Word for word, restate the lines from the one containing "the sky using the picture above." through the last line of the material, and include no pictures.
----- EXTRACTED INFORMATION -----
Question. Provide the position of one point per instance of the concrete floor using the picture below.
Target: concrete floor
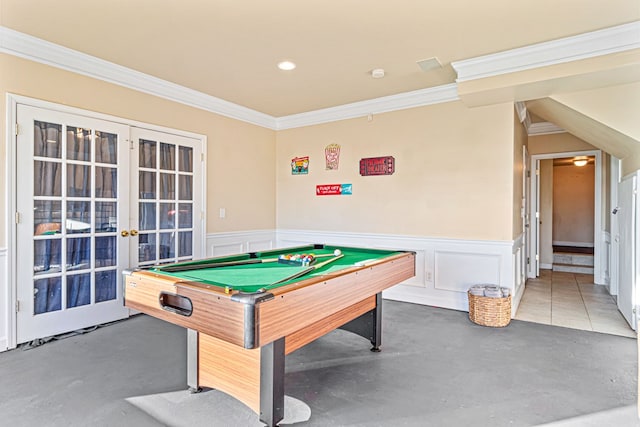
(436, 368)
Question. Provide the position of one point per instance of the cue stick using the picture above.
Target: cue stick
(189, 267)
(307, 270)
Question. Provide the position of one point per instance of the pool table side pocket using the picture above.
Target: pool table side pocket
(292, 311)
(212, 313)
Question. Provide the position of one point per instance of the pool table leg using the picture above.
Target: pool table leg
(369, 325)
(272, 382)
(192, 361)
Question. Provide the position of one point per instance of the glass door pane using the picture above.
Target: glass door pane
(165, 198)
(68, 250)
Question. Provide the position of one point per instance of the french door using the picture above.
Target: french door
(95, 197)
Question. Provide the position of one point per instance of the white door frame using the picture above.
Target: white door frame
(598, 242)
(8, 321)
(614, 257)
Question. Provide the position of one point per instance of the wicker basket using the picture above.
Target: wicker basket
(487, 311)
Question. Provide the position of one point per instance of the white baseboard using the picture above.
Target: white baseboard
(576, 244)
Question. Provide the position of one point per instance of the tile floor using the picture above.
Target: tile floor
(571, 300)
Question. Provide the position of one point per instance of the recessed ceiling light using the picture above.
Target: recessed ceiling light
(286, 65)
(377, 73)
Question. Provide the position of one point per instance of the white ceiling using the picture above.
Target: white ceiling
(229, 48)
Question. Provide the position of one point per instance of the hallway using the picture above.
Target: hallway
(571, 300)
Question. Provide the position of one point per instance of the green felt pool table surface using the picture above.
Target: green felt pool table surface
(256, 276)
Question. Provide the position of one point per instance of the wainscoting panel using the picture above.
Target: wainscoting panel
(5, 300)
(456, 271)
(445, 268)
(219, 244)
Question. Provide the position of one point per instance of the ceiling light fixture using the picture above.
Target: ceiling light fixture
(580, 161)
(377, 73)
(286, 65)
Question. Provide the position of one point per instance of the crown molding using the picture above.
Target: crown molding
(413, 99)
(543, 128)
(583, 46)
(44, 52)
(38, 50)
(601, 42)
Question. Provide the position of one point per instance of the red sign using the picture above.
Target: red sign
(333, 190)
(377, 166)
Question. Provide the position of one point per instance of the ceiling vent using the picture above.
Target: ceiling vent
(429, 64)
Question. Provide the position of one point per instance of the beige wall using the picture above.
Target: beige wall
(454, 174)
(240, 156)
(573, 204)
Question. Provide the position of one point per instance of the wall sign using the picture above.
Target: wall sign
(377, 166)
(332, 156)
(334, 189)
(300, 165)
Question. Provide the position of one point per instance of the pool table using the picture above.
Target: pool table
(245, 312)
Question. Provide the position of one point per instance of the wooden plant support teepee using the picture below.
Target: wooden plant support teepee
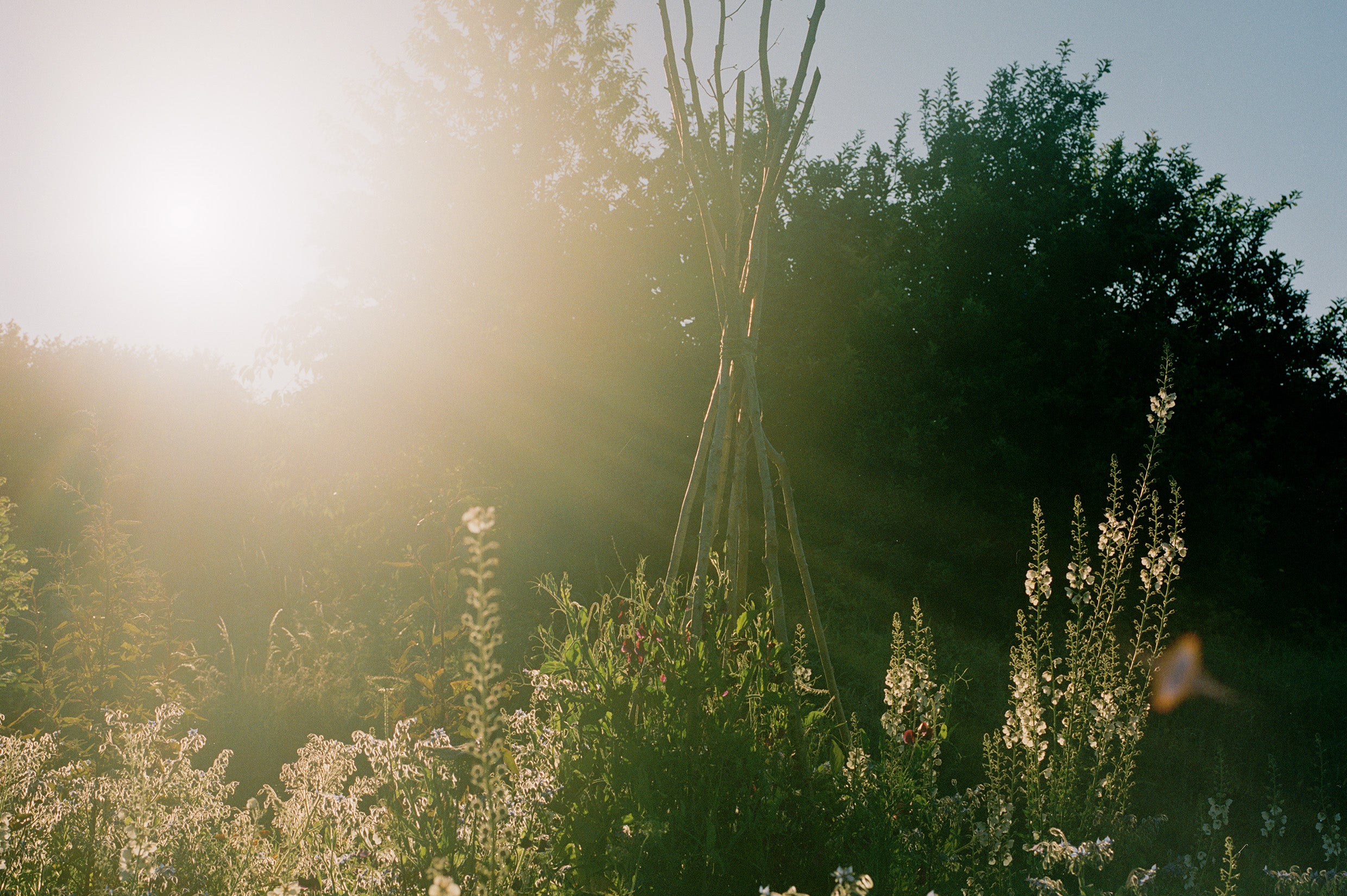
(736, 228)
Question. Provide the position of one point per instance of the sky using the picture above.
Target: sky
(163, 163)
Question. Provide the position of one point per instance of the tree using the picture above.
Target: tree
(993, 306)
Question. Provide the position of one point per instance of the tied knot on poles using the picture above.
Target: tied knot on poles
(739, 211)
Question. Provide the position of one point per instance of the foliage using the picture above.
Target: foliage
(672, 758)
(973, 317)
(96, 634)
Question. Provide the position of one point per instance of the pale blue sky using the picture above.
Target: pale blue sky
(161, 162)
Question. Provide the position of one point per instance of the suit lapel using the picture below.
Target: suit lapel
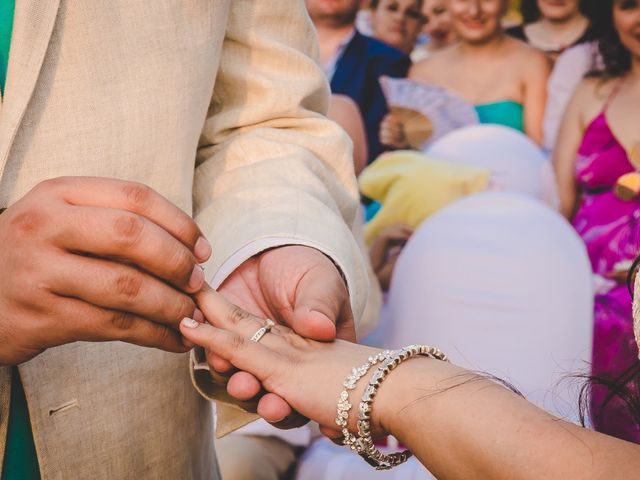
(347, 66)
(32, 27)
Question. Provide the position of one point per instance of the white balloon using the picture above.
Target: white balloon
(516, 162)
(501, 284)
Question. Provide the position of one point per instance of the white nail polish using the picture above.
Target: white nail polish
(189, 322)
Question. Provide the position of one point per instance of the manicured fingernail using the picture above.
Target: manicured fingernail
(198, 316)
(189, 322)
(277, 421)
(202, 249)
(197, 278)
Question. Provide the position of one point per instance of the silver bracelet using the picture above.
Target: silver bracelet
(342, 415)
(364, 445)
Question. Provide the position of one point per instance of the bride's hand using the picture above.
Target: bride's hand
(308, 374)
-----
* **RESULT**:
Question. Provide the position of one point per instance of the sky using the picture above.
Target: sky
(163, 163)
Question. Provide the position of one point per instance of the tree using the picture above.
Target: tree
(993, 306)
Question. Provide the position of one point per instance of the tied knot on poles using the picture above.
Target: tied knot on poles
(739, 211)
Question. Provide the position of one point per instance of the foliage using the picture above.
Target: foliage
(672, 758)
(973, 317)
(96, 634)
Question. Provide the position of one point per instance of the pale blue sky using the picture above.
Target: pale blue sky
(161, 162)
Question. Provide the position of one point per instance of the suit lapel using the picture below.
Target: suit lapel
(347, 66)
(32, 27)
Question. Provide the position of one point per instance of the white balloon using the picture above.
Target: white balloon
(516, 162)
(501, 284)
Question. Provide the position of one point per instance of the white nail polish using the picture above.
Target: white nail polish
(189, 322)
Question. Provide the position of one point per instance of the manicured fingernail using the picture above.
Target: manicured fingernail
(198, 316)
(189, 322)
(277, 421)
(202, 249)
(197, 278)
Question. Provide the position of one point per instance of the silver bracelet using the picture above.
Target: silver bracelet
(342, 415)
(364, 445)
Question. Provide the position of one point per instance of the bride's hand using the picture above.
Target: bride's hand
(308, 374)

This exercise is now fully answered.